(EXTRAIT DU TEXTE):
══════════════════════════════

La jeune communauté croyante d'après Pâques a bien du mal à se faire accepter. La difficulté, qu'elle a elle-même eu, pendant un temps, à reconnaître la résurrection de Jésus, s'étend au peuple dont elle est issue et se tranforme en hostilité de la part de ceux qui ont fait condamner Jésus. Il n'est pas difficile de comprendre pourquoi : supprimer donc quelqu'un de votre vie, et il y a fort à parier que vous ne voudriez pas non plus que, sans cesse, on vous reparle de lui.N'est-ce pas, le problème est réglé, on tourne la page, on passe à autre chose. C'est dans ce contexte que nous retrouvons Paul et Barnabé au cours de leur mission. De là, va naître une véritable stratégie missionnaire en deux temps.

══════════════════════════════

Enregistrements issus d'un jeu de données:
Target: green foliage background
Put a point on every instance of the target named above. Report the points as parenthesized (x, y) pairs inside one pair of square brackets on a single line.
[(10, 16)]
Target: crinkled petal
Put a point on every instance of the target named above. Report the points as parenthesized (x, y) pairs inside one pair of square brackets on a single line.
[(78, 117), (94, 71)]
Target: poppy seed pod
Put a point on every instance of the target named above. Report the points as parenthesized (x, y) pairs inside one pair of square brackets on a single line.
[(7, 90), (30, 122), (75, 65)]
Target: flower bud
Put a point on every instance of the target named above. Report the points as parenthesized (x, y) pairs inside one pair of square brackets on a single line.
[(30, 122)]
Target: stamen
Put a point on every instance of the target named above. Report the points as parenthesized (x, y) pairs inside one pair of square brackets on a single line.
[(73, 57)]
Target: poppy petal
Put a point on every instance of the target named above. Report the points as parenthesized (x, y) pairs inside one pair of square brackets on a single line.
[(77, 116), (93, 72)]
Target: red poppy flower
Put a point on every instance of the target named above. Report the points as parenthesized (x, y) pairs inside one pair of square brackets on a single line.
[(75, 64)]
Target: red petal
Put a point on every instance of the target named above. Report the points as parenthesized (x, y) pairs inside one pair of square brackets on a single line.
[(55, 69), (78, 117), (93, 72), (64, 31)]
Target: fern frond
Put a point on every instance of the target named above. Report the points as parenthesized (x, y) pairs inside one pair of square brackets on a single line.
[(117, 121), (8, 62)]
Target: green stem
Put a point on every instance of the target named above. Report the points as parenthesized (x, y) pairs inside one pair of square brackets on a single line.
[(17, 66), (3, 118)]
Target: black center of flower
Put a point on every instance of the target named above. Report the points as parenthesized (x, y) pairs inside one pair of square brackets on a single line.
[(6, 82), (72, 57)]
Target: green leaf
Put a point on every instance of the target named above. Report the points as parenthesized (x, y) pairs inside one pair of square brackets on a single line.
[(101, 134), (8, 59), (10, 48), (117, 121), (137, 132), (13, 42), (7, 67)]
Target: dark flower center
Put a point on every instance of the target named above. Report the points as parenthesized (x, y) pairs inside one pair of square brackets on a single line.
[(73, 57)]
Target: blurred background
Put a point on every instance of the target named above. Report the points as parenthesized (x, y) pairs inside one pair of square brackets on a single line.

══════════════════════════════

(CONSIGNE): Donnez la suite du texte sur la mission de Paul et Barnabé, en reprenant après sa dernière phrase. Les enregistrements forment un matériau distinct, sans lien avec le texte sur la mission de Paul et Barnabé.

(RÉPONSE ATTENDUE):
Dans ce peuple, il y a des gens qui écoutent et qui accueillent favorablement l'annonce de Paul. Il y en a qui se convertissent : les Actes des Apôtres en témoignent. La Parole de Dieu touche les coeurs ; la Parole de Dieu convertit. Ce n'est pas une parole vaine. Mais cette même Parole de Dieu rencontre aussi toujours des obstacles, sans qu'on sache vraiment pourquoi. Pourquoi une parole qui n'est qu'amour et paix est-elle ainsi rejetée ? Pourquoi une parole qui dit le salut des hommes devient-elle, pour certains, inaudible ? Sans doute touchons-nous là du doigt le mystère de la relation à Dieu. Devant celui qui ne veut pas se laisser approcher de Dieu, devant celui qui refuse de l'écouter, Dieu se retire ; il ne s'impose jamais. Paul en fera donc autant. C'est à vous, nécessairement, qu'il fallait d'abord annoncer la Parole de Dieu. Puisque vous la rejetez et que vous-mêmes ne vous jugez pas dignes de la vie éternelle, eh bien ! nous nous tournons vers les nations païennes.
Voici le deuxième temps de sa stratégie : aller vers celles et ceux qui, sans être nécessairement du peuple de la Première Alliance, ont envie d'entendre Dieu et de le suivre. Rien ne doit arrêter la Parole de Dieu. Et si ceux à qui elle était destinée n'en veulent pas, il y en a d'autres qui pourraient être intéressés. La Parole de Dieu ne s'arrête pas à des considérations d'origine ou de religion. Le psalmiste le reconnaissait-il pas déjà lorsqu'il chante dans le psaume 99 : Acclamez le Seigneur, terre entière, servez le Seigneur dans l'allégresse, allez à lui avec des chants de joie !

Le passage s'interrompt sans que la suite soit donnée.